GOAL
Rewrite every line of the items below as a JSON list of strings, one string per line, with blank lines omitted. Leave the pictures out of the list.
** START OF RECORDS **
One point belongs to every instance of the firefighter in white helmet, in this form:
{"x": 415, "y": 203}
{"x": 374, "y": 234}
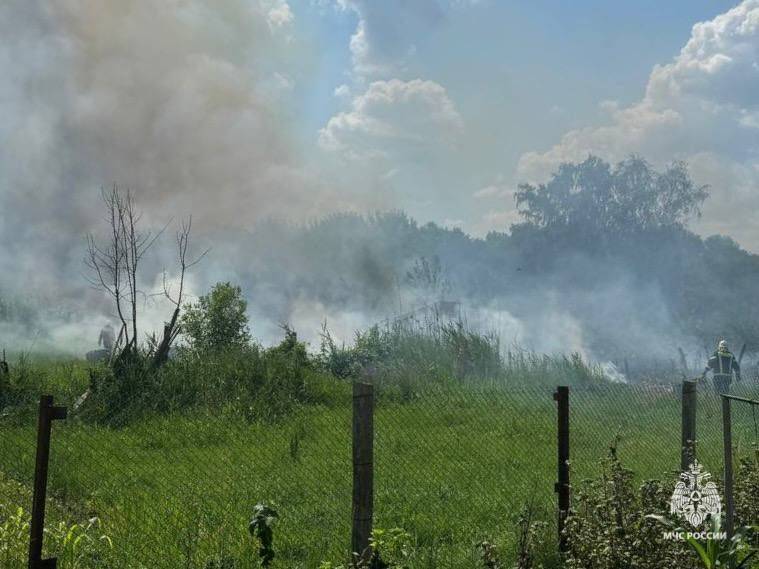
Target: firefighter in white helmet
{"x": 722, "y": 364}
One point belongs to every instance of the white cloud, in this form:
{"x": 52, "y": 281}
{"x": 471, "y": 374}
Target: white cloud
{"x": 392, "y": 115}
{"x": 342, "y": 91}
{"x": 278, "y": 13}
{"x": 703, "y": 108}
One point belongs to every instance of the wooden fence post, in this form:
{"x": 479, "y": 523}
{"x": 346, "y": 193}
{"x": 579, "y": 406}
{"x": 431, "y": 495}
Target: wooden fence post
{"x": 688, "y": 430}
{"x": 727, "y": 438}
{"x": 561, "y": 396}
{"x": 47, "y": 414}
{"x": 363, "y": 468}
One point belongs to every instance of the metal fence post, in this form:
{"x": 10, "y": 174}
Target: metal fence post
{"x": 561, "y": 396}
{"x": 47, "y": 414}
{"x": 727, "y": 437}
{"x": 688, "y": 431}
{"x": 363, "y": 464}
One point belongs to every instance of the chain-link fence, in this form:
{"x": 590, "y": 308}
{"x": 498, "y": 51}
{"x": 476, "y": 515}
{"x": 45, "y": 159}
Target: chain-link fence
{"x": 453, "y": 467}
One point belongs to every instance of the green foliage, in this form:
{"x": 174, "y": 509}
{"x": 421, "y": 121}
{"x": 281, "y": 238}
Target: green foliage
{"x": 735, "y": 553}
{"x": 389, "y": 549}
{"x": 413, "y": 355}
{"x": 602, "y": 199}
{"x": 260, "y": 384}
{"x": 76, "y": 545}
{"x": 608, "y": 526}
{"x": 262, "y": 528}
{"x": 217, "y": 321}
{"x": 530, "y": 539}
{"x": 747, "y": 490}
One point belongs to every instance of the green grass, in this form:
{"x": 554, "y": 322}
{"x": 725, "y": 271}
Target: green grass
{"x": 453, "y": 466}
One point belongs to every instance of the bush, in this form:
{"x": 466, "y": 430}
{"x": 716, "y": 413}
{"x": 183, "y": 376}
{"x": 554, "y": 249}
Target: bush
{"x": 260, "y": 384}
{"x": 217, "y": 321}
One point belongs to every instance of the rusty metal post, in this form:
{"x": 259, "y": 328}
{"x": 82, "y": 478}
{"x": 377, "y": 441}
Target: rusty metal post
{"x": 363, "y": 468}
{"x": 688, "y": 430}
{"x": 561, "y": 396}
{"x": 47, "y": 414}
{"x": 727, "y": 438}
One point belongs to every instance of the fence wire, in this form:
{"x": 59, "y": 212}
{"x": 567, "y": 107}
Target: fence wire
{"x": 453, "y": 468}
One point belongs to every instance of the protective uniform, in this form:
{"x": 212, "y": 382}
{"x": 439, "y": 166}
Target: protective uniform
** END OF RECORDS **
WORKED SOLUTION
[
  "One point belongs to every instance of the firefighter in white helmet, in this form:",
  "{\"x\": 415, \"y\": 203}",
  "{\"x\": 374, \"y\": 234}",
  "Target: firefighter in white helmet",
  "{\"x\": 722, \"y\": 364}",
  "One point belongs to every instance of the white cloud, in this form:",
  "{\"x\": 52, \"y\": 281}",
  "{\"x\": 471, \"y\": 374}",
  "Target: white cloud",
  "{\"x\": 392, \"y\": 115}",
  "{\"x\": 342, \"y\": 91}",
  "{\"x\": 278, \"y\": 13}",
  "{\"x\": 703, \"y\": 108}",
  "One point belongs to every instance of the wooden fence post, in this form:",
  "{\"x\": 479, \"y\": 523}",
  "{\"x\": 346, \"y\": 193}",
  "{\"x\": 579, \"y\": 406}",
  "{\"x\": 431, \"y\": 495}",
  "Target: wooden fence post",
  "{\"x\": 688, \"y\": 430}",
  "{\"x\": 727, \"y\": 438}",
  "{\"x\": 561, \"y\": 396}",
  "{\"x\": 47, \"y\": 414}",
  "{\"x\": 363, \"y\": 468}",
  "One point belongs to every instance of the metal fence post, in this form:",
  "{\"x\": 10, \"y\": 174}",
  "Target: metal fence post",
  "{\"x\": 561, \"y\": 396}",
  "{\"x\": 47, \"y\": 414}",
  "{\"x\": 727, \"y\": 437}",
  "{\"x\": 688, \"y\": 431}",
  "{\"x\": 363, \"y\": 464}",
  "One point belongs to every instance of the chain-link fence, in this form:",
  "{\"x\": 590, \"y\": 308}",
  "{\"x\": 498, \"y\": 51}",
  "{\"x\": 476, \"y\": 515}",
  "{\"x\": 45, \"y\": 159}",
  "Target: chain-link fence",
  "{\"x\": 453, \"y\": 467}",
  "One point belongs to every instance of the green foliage, in this form:",
  "{\"x\": 174, \"y\": 509}",
  "{\"x\": 421, \"y\": 121}",
  "{\"x\": 281, \"y\": 238}",
  "Target: green foliage",
  "{\"x\": 735, \"y\": 553}",
  "{\"x\": 389, \"y\": 549}",
  "{\"x\": 413, \"y\": 355}",
  "{\"x\": 602, \"y\": 199}",
  "{\"x\": 260, \"y\": 384}",
  "{\"x\": 76, \"y\": 545}",
  "{\"x\": 608, \"y\": 526}",
  "{\"x\": 262, \"y\": 528}",
  "{\"x\": 217, \"y\": 321}",
  "{\"x\": 530, \"y\": 539}",
  "{\"x\": 747, \"y\": 490}",
  "One point belongs to every instance of the green grass, in this form:",
  "{\"x\": 554, \"y\": 322}",
  "{\"x\": 725, \"y\": 271}",
  "Target: green grass",
  "{\"x\": 453, \"y\": 466}",
  "One point belongs to every instance of the bush, in this form:",
  "{\"x\": 466, \"y\": 430}",
  "{\"x\": 716, \"y\": 413}",
  "{\"x\": 183, \"y\": 376}",
  "{\"x\": 554, \"y\": 249}",
  "Target: bush",
  "{\"x\": 260, \"y\": 384}",
  "{\"x\": 217, \"y\": 321}",
  "One point belongs to every instance of the rusty metal post, in this form:",
  "{\"x\": 259, \"y\": 328}",
  "{\"x\": 82, \"y\": 478}",
  "{\"x\": 377, \"y\": 441}",
  "Target: rusty metal post",
  "{\"x\": 363, \"y\": 468}",
  "{\"x\": 688, \"y\": 430}",
  "{\"x\": 561, \"y\": 396}",
  "{\"x\": 47, \"y\": 414}",
  "{\"x\": 727, \"y\": 438}",
  "One point belongs to every instance of the fence wire, in this form:",
  "{\"x\": 59, \"y\": 212}",
  "{\"x\": 567, \"y\": 107}",
  "Target: fence wire",
  "{\"x\": 453, \"y\": 468}",
  "One point belongs to every instance of the protective uniform, in this form:",
  "{\"x\": 212, \"y\": 382}",
  "{\"x\": 439, \"y\": 166}",
  "Target: protective uniform"
]